EXERCISE INPUT -
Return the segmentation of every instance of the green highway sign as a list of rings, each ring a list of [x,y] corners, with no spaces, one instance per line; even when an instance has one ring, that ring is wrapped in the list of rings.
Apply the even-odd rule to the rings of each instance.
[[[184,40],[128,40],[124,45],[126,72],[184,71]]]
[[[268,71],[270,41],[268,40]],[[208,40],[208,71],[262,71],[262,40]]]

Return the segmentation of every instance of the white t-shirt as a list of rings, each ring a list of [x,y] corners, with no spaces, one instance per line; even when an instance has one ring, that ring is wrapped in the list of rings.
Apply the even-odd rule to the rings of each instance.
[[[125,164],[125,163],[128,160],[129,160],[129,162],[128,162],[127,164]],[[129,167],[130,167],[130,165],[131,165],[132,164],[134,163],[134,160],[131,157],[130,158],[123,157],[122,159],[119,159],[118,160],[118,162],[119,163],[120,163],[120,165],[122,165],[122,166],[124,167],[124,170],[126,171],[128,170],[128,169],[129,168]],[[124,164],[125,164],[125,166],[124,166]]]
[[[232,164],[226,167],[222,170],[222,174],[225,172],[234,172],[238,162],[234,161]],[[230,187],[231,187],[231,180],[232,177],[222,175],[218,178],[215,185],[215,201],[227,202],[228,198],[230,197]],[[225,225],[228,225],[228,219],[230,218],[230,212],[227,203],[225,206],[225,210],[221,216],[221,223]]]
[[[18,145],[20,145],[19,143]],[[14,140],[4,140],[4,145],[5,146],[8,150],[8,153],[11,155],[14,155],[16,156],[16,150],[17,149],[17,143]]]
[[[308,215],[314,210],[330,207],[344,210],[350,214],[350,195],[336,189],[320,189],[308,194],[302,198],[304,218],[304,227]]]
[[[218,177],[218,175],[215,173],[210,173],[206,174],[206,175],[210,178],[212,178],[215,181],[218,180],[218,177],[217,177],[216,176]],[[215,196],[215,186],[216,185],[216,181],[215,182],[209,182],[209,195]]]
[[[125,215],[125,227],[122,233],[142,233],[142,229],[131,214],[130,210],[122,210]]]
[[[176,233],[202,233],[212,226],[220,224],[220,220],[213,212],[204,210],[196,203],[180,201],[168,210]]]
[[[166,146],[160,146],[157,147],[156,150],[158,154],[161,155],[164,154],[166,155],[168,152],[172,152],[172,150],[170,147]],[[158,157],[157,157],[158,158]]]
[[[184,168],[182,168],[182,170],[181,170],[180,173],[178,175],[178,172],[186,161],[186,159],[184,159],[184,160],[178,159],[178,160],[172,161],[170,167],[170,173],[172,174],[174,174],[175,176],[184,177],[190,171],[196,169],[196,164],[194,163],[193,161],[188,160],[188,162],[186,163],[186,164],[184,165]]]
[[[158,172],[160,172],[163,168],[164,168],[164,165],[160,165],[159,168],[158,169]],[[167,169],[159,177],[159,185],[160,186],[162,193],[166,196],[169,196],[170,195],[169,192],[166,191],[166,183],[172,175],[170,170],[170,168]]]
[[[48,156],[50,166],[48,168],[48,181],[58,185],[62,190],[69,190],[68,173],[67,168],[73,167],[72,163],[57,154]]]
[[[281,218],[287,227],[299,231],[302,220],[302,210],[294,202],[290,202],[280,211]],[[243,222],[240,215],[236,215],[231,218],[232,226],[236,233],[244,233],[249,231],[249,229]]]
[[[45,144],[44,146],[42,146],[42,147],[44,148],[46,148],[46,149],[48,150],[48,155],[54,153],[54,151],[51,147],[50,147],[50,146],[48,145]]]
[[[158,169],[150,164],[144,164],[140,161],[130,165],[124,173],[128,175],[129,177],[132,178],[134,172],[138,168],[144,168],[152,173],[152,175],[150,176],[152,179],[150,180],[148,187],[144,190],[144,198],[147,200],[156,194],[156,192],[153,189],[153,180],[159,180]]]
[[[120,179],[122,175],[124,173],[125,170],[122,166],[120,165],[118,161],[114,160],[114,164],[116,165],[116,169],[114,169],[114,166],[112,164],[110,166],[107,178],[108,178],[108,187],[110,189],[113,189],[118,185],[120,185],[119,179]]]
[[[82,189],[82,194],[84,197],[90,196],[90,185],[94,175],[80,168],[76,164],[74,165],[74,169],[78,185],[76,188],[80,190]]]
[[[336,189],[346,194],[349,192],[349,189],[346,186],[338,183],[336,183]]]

TASK OBJECTIVE - Set down the listing above in full, please, exactly as it appears.

TASK RESULT -
Return the segmentation of every instance of the green highway sign as a list of rings, each ring a list of [x,y] corners, with no spaces, one instance per line; even when an instance has one ring, that ring is wrapped in the list of rings.
Apply the even-odd rule to the rings of each instance.
[[[184,40],[128,40],[124,45],[126,72],[184,71]]]
[[[268,71],[270,41],[268,40]],[[208,40],[208,71],[262,71],[262,40]]]

Return the segmentation of every instance of the white t-shirt as a list of rings, each ring a list of [x,y] corners, with no spaces, one instance per line; even when an instance has one ring, that ring is wrapped in the list of rings.
Apply the even-odd rule to the rings of each instance.
[[[125,164],[125,163],[128,160],[129,160],[129,162],[128,162],[127,164]],[[129,167],[130,167],[130,165],[131,165],[132,164],[134,163],[134,160],[131,157],[130,158],[123,157],[122,159],[119,159],[118,160],[118,162],[119,163],[120,163],[120,165],[122,165],[122,166],[124,167],[124,170],[126,171],[128,170],[128,169],[129,168]],[[124,164],[125,164],[125,166],[124,166]]]
[[[232,164],[226,167],[222,170],[222,174],[225,172],[234,172],[238,162],[234,161]],[[230,187],[231,187],[231,180],[232,177],[222,175],[218,178],[215,185],[215,201],[227,202],[228,198],[230,197]],[[225,225],[228,225],[228,219],[230,218],[230,212],[227,203],[225,206],[225,210],[221,216],[221,223]]]
[[[18,145],[20,145],[19,143]],[[14,140],[4,140],[4,145],[5,146],[8,150],[8,153],[11,155],[14,155],[16,156],[16,150],[17,149],[17,143]]]
[[[308,215],[314,210],[330,207],[344,210],[350,214],[350,195],[336,189],[320,189],[308,194],[302,198],[304,218],[304,227]]]
[[[218,177],[218,175],[215,173],[210,173],[206,174],[206,175],[210,178],[212,178],[215,181],[218,180],[218,177],[217,177],[216,176]],[[215,196],[215,186],[216,185],[216,181],[215,182],[209,182],[209,195]]]
[[[125,215],[125,227],[122,233],[142,233],[142,229],[131,214],[130,210],[122,210]]]
[[[176,233],[202,233],[212,226],[220,224],[220,220],[213,212],[204,210],[196,203],[180,201],[168,210]]]
[[[166,146],[160,146],[157,147],[156,150],[158,154],[161,155],[164,154],[166,155],[168,152],[172,152],[172,150],[170,147]],[[158,157],[157,157],[158,158]]]
[[[184,168],[182,168],[182,170],[181,170],[180,173],[178,175],[178,172],[186,161],[186,159],[184,159],[184,160],[178,159],[178,160],[172,161],[170,167],[170,173],[172,174],[174,174],[175,176],[184,177],[190,171],[196,169],[196,164],[194,163],[193,161],[188,160],[188,162],[186,163],[186,164],[184,165]]]
[[[158,172],[160,172],[163,168],[164,168],[164,165],[160,165],[159,168],[158,169]],[[167,169],[159,177],[159,185],[160,186],[162,193],[166,196],[169,196],[170,195],[169,192],[166,191],[166,183],[172,175],[170,170],[170,168]]]
[[[48,156],[50,166],[48,168],[48,181],[58,185],[62,190],[69,190],[68,173],[67,168],[73,167],[72,163],[57,154]]]
[[[281,218],[287,227],[299,231],[302,220],[302,210],[294,202],[290,202],[280,211]],[[243,222],[240,215],[236,215],[231,218],[232,226],[236,233],[244,233],[249,231],[249,229]]]
[[[45,144],[44,146],[42,146],[42,147],[44,148],[46,148],[46,149],[48,150],[48,155],[54,153],[54,151],[51,147],[50,147],[50,146],[48,145]]]
[[[158,169],[150,164],[144,164],[140,161],[130,165],[124,173],[128,175],[129,177],[132,178],[134,172],[138,168],[144,168],[152,173],[152,175],[150,176],[152,179],[150,180],[148,187],[144,190],[144,198],[147,200],[156,194],[156,192],[153,189],[153,180],[159,180]]]
[[[120,179],[122,175],[124,173],[125,170],[122,166],[120,165],[118,161],[114,160],[114,164],[116,165],[116,169],[114,169],[114,166],[112,164],[110,166],[107,178],[108,178],[108,187],[110,189],[113,189],[118,185],[120,185],[119,179]]]
[[[82,189],[82,194],[84,197],[90,196],[90,185],[94,175],[80,168],[76,164],[74,165],[74,169],[78,185],[76,188],[80,190]]]
[[[336,189],[346,194],[349,192],[349,189],[346,186],[338,183],[336,183]]]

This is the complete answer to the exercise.